* WORK TO COMPLETE *
1. From the passage on metal casting, list every kind of porosity it names.
2. Print part of the passage on metal casting word for word, starting at the words "An alternative method" and stopping after "been so treated.".
3. Carry on the passage on metal casting, not the listing, starting right after its last sentence.

BEGIN READING TEXT

An alternative method which has been employed is that of hot isostatic pressing. Some internal porosity may be sealed by this technique but it is very expensive and the technique has no effect on surface-connected porosity. For some applications some engine manufacturers will not accept components which have been so treated.
DS and SX components are produced in essentially the same types of vacuum furnace. The moulds are constructed upon a water cooled chill plate which is part of the end of a position and speed controllable ram. The moulds are uninsulated and pre-heated in situ in the casting chamber by radiant heating. The cold mould is raised to the casting position by the ram, heated in the casting position to the desired temperature by radiant heating means, Mould temperatures up to 1600.degree. C. may be attained. The molten metal is cast into the mould where it is maintained in the molten condition. Solidification is initiated by slowly withdrawing the mould on the ram from the radiant heating zone such that an essentially planar solid/liquid interface is produced. The solidifying metal is continually fed with liquid metal so that shrinkage or gas porosity is never able to form or become entrapped as there are no closed pockets of liquid metal within solidified metal. The effect of such a solidification method on the structure, however is to produce directionally orientated columnar grains in DS components or a single crystal in SX components where, in the latter, special initial additional steps are taken.

END READING TEXT
BEGIN DATA SECTION

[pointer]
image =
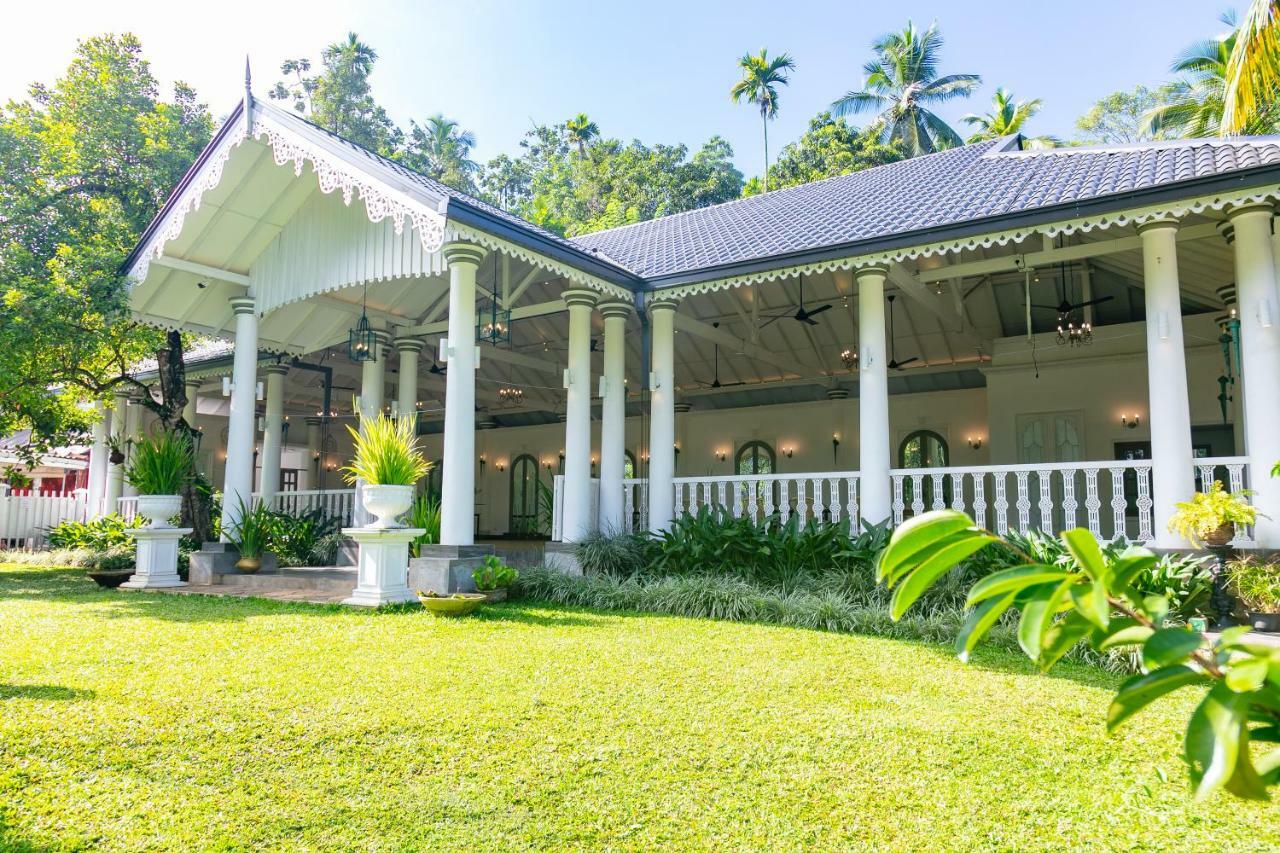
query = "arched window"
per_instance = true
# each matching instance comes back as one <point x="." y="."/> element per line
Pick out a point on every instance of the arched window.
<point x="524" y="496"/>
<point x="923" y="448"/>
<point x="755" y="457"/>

END DATA SECTION
BEGIN DATA SECTION

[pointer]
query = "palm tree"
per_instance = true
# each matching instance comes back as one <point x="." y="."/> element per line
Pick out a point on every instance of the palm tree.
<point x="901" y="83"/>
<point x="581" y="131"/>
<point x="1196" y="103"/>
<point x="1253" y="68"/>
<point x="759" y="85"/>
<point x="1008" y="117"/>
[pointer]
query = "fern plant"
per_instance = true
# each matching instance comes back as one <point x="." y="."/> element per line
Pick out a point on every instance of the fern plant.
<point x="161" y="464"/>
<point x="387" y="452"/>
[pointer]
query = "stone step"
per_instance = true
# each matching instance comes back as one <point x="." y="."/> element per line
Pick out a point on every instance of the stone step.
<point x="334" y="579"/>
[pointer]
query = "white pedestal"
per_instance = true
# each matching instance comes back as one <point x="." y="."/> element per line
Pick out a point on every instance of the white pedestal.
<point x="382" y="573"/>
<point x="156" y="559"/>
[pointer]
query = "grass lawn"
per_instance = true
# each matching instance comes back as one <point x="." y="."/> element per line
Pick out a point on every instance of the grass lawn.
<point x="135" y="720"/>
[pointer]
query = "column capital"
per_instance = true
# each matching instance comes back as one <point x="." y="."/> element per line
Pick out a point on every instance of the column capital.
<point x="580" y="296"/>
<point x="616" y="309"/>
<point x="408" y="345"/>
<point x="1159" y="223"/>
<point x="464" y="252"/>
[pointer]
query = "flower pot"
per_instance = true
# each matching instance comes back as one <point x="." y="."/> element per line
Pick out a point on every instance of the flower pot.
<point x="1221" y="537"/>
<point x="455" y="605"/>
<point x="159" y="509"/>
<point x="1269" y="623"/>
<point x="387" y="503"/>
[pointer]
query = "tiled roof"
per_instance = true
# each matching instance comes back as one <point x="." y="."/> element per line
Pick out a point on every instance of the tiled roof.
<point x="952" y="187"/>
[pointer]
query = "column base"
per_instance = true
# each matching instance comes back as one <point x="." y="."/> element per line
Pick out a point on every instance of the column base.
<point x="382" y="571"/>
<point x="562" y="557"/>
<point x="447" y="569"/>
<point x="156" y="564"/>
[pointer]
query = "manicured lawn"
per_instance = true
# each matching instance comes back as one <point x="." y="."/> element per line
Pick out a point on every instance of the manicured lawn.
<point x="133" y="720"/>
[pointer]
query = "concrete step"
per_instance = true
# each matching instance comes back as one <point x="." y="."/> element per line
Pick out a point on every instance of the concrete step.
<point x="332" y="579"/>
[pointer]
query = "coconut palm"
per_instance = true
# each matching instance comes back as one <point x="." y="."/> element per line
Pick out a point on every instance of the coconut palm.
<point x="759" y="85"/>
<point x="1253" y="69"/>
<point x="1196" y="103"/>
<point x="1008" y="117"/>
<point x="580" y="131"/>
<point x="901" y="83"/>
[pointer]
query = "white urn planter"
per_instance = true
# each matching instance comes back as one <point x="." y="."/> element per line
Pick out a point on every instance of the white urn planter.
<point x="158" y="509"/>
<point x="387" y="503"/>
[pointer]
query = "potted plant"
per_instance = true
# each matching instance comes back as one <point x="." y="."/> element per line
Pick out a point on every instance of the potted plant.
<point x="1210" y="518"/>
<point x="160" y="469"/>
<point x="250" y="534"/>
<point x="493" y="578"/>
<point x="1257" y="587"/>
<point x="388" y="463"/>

END DATA SECTION
BEGIN DATA SECTION

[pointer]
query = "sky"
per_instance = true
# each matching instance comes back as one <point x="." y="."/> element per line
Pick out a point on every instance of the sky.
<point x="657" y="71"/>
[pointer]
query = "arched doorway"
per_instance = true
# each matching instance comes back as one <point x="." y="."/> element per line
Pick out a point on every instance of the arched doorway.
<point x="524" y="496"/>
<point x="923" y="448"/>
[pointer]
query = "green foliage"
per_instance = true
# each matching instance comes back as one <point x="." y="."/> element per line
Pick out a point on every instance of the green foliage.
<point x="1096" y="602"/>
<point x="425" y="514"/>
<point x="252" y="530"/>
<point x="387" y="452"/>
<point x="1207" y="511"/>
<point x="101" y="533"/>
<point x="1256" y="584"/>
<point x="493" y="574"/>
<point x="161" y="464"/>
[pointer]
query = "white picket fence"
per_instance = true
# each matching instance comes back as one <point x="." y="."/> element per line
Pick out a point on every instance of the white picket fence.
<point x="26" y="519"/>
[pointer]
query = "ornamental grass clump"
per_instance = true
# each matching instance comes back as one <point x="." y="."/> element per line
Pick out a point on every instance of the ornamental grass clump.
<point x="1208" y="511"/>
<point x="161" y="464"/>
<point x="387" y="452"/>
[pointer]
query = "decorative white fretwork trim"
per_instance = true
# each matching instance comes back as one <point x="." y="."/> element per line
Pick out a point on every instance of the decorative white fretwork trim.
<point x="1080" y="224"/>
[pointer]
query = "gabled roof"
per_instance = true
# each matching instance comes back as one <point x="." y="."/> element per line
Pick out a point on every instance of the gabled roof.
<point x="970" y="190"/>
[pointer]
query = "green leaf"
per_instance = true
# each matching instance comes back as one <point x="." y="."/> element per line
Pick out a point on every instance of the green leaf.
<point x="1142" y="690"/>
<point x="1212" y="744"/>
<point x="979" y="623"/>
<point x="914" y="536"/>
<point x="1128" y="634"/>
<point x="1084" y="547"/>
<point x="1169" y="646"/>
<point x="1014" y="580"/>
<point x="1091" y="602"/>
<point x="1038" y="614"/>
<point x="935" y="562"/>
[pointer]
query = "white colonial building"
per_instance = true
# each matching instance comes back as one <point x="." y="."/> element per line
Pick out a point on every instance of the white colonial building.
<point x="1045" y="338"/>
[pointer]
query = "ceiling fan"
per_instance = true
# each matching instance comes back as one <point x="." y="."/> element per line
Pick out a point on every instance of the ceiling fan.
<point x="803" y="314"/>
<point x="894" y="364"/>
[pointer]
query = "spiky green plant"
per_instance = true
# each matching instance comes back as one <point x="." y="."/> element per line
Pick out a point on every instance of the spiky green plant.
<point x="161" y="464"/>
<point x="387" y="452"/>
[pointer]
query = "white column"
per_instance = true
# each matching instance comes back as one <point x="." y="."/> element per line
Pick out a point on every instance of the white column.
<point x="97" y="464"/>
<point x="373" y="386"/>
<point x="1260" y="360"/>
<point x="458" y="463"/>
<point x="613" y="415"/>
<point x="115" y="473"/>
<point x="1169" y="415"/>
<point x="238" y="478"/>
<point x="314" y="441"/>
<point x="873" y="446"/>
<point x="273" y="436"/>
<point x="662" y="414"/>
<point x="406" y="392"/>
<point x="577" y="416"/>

END DATA SECTION

* ANSWER LIST *
1. internal porosity, surface-connected porosity, shrinkage porosity, gas porosity

2.
An alternative method which has been employed is that of hot isostatic pressing. Some internal porosity may be sealed by this technique but it is very expensive and the technique has no effect on surface-connected porosity. For some applications some engine manufacturers will not accept components which have been so treated.

3.
Whilst DS and SX components are invariably sound with regard to porosity they are only used in very arduous applications in some parts of some engines because of the benefits which accrue from the metallurgical structure produced. DS and SX components are expensive to produce because of the relatively slow solidification rate.
For the forseeable future the major proportion of precision cast gas turbine engine components will be of the EA type. It is highly desirable for economic reasons to reduce the level of scrap produced due to the porosity in EA components. A typical scrap level for an EA component may be 30% and for some particularly difficult components the scrap rate may rise to over 50%. It is also economically desirable to be able to pre-heat moulds in situ in the casting furnace in order to eliminate the costly pre-heating stage in external furnaces which is normal with the types of furnace employed for EA castings.
It is also desirable to be able to produce EA, DS and SX components in the same type of furnace with the mimimum amount of alteration.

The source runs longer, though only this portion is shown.